Personal information
- Born: 22 November 1974 (age 51)
- Original team: Sandringham Zebras(VFA)/Marcellin College
- Debut: Round 18, 6 August 1995, Footscray vs. Carlton, at Princes Park
- Height: 180 cm (5 ft 11 in)
- Weight: 84 kg (13 st 3 lb; 185 lb)

Playing career^{1}
- Years: Club / Games (Goals)
- 1995–2003: Western Bulldogs / 131 (56)
- ^{1} Playing statistics correct to the end of 2003.

= Paul Dimattina =

Australian rules footballer

Paul Dimattina (born 22 November 1974) is a former Australian rules footballer who represented in the Australian Football League (AFL). Dimattina is of Italian descent and the son of former Richmond and North Melbourne footballer Frank Dimattina. He is a brother of former Collingwood player Andy Dimattina.

> Request 1
Repeat part of the Paul Dimattina profile word for word, beginning at the words "- Original team: Sandringham" and stopping after "(5 ft 11 in)".
> Request 2
In the Paul Dimattina profile, what does the small "1" next to "Playing career" point to?
The records are separate material, apart from the Paul Dimattina profile.

> Entries provided
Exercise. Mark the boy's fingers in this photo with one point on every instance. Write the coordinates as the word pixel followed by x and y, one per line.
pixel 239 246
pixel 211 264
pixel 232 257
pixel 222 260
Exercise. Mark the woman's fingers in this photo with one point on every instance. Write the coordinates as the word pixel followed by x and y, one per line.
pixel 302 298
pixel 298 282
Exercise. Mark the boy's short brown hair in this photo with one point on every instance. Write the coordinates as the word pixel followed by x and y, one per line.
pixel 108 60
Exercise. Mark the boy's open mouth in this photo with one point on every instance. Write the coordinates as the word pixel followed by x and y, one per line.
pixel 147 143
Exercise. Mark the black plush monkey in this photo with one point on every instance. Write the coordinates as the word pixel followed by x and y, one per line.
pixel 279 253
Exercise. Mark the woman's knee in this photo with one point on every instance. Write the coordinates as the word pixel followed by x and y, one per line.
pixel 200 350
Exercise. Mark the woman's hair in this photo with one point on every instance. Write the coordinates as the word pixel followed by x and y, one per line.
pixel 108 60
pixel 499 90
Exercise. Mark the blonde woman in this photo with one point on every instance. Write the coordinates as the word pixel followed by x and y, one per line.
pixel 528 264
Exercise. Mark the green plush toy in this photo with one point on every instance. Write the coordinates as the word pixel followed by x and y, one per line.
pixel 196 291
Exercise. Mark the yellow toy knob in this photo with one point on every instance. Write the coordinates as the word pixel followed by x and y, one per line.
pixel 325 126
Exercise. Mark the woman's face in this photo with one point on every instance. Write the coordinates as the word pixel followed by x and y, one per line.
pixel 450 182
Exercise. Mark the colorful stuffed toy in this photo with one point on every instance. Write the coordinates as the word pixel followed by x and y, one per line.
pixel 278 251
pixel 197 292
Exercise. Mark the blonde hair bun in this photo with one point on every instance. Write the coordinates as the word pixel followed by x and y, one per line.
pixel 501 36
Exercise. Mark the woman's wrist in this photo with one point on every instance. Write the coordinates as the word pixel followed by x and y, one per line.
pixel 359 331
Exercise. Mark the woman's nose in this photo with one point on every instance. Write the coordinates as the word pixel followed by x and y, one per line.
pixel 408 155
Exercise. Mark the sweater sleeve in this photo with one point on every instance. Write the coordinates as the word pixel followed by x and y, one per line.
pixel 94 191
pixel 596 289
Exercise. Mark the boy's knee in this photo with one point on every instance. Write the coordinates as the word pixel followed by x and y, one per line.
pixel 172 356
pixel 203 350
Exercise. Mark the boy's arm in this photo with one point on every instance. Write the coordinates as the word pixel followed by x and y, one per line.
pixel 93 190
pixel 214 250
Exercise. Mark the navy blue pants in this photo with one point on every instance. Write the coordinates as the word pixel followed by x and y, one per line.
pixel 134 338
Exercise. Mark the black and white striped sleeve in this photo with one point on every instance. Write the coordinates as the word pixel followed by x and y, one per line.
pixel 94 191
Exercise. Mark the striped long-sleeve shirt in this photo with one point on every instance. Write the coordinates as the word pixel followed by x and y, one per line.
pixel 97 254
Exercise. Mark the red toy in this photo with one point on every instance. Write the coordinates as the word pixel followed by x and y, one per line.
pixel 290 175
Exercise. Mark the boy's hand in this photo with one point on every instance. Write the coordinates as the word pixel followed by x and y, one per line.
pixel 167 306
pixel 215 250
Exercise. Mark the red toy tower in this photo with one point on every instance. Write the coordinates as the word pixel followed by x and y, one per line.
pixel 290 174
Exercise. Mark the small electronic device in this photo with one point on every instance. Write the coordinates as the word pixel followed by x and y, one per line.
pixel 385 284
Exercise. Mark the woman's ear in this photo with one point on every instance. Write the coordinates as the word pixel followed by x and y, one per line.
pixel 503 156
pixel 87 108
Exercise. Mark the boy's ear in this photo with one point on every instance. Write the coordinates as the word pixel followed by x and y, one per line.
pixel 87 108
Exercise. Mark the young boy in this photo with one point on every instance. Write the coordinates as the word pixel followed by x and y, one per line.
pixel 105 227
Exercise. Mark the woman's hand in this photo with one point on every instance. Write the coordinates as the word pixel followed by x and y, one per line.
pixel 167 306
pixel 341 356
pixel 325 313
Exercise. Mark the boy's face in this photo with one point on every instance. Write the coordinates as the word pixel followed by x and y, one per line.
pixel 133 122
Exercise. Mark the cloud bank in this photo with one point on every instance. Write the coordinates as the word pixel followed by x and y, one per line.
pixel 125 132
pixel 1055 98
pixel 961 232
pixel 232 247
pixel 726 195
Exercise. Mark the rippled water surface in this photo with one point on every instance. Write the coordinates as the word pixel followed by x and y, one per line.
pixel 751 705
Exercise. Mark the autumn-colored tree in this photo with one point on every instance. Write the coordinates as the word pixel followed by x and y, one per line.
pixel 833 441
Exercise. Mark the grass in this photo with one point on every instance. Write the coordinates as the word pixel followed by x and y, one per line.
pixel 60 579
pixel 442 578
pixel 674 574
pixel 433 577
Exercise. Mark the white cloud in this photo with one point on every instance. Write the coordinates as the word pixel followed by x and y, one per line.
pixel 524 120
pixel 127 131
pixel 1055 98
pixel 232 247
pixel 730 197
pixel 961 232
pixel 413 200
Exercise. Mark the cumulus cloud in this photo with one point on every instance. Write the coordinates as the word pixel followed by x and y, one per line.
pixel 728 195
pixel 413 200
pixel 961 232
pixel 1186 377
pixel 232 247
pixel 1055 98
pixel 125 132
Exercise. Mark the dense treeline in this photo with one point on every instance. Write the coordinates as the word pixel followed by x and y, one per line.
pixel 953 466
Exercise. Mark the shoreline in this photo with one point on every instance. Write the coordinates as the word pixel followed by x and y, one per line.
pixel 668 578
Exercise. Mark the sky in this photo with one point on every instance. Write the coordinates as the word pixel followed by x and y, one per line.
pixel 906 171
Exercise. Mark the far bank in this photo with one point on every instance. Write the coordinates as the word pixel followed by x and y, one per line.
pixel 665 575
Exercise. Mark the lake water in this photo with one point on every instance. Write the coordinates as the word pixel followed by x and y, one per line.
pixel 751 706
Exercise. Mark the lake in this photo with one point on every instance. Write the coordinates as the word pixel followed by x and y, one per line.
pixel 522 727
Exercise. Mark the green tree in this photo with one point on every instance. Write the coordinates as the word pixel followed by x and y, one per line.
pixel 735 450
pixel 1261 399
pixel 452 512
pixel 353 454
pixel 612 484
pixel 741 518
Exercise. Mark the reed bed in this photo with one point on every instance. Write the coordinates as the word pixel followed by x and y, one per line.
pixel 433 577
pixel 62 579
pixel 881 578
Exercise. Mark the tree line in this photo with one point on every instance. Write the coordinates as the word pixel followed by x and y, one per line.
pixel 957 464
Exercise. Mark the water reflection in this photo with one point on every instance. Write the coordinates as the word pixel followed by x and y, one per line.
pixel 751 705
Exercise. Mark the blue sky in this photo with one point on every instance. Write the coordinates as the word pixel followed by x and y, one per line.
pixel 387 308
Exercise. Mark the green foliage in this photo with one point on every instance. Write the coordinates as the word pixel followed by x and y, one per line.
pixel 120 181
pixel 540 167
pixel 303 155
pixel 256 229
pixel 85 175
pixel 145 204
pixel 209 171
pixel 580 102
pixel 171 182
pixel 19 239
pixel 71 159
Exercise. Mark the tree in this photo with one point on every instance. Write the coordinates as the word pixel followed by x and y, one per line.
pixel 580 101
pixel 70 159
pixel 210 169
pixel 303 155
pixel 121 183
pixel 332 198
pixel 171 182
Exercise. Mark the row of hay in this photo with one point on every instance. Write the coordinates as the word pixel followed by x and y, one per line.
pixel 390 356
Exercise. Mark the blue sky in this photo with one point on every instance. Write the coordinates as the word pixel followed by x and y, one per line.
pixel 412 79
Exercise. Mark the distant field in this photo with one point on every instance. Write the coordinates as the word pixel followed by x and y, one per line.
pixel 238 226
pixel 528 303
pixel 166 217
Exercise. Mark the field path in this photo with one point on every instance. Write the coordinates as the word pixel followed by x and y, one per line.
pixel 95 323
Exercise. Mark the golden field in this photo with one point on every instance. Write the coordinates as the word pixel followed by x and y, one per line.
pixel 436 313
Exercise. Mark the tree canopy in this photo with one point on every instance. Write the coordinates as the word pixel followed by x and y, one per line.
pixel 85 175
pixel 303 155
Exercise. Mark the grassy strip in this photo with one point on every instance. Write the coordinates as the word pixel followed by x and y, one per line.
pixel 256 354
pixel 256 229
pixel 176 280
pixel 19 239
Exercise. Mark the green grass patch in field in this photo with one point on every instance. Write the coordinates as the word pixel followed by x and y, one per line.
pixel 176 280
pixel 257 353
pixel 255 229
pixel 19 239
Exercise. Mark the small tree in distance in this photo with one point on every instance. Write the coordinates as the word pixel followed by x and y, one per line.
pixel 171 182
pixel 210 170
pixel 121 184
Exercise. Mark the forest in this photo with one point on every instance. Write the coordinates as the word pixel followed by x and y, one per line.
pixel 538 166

> Correct result 1
- Original team: Sandringham Zebras(VFA)/Marcellin College
- Debut: Round 18, 6 August 1995, Footscray vs. Carlton, at Princes Park
- Height: 180 cm (5 ft 11 in)

> Correct result 2
It points to a note saying the playing figures are correct to the end of 2003. The 131 games and 56 goals for the Western Bulldogs count only up to that point.